Repeat every line of the listing below exactly, minus the pictures.

****

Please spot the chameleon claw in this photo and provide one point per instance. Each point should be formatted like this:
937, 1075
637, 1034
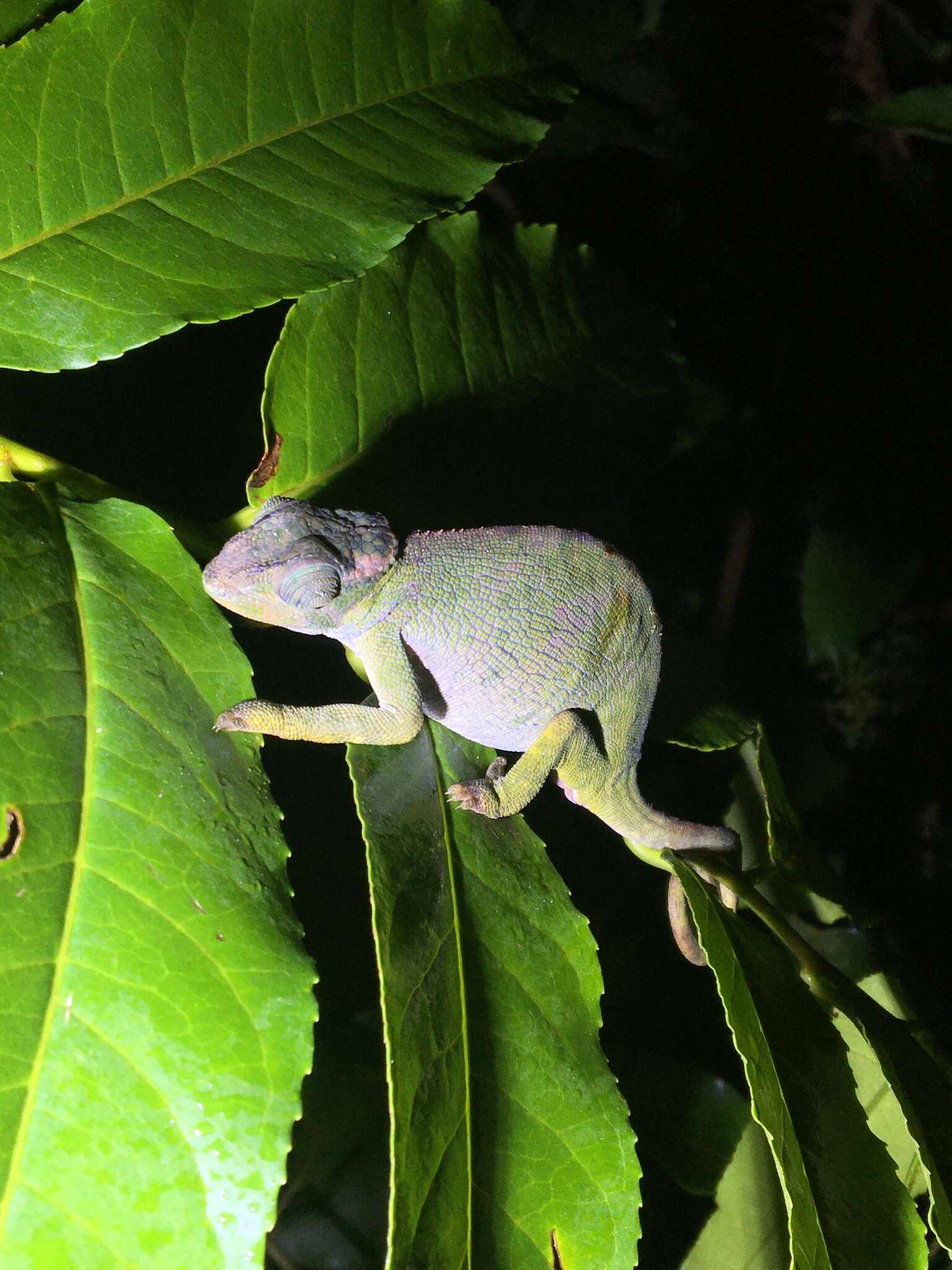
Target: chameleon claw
234, 719
478, 797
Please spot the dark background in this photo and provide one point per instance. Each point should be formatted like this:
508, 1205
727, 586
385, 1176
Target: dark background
805, 266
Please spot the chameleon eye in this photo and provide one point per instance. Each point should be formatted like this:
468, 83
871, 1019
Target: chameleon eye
310, 586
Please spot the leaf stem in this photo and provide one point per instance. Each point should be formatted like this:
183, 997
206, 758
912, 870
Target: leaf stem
824, 980
20, 463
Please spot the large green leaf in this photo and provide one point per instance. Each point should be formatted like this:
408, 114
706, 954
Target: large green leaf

****

● ANSWER TO THIS PROBLEM
Please spot the chameleon claw in this photo and provide one point per instance. Each point should be formatted like this:
937, 1075
637, 1034
Target: chameleon claw
234, 719
478, 797
Please spot the dark background in this photo and provide one point per instance. Each point should be formatted like this:
508, 1205
727, 586
385, 1176
Target: dark background
805, 266
Please spot the chameleon eye in this photo and provide one point per instance. Each point should be formatted like this:
468, 83
871, 1019
Target: chameleon eye
310, 586
Please spot the leaf stem in this photo and provide one point per instance. Each point should be formatted like this:
183, 997
206, 758
912, 870
Target: leaf stem
824, 980
20, 463
Please spot the large green leaf in this photo and provide one point per instance. Each point should be formatted like this:
408, 114
706, 954
Target: large green leaf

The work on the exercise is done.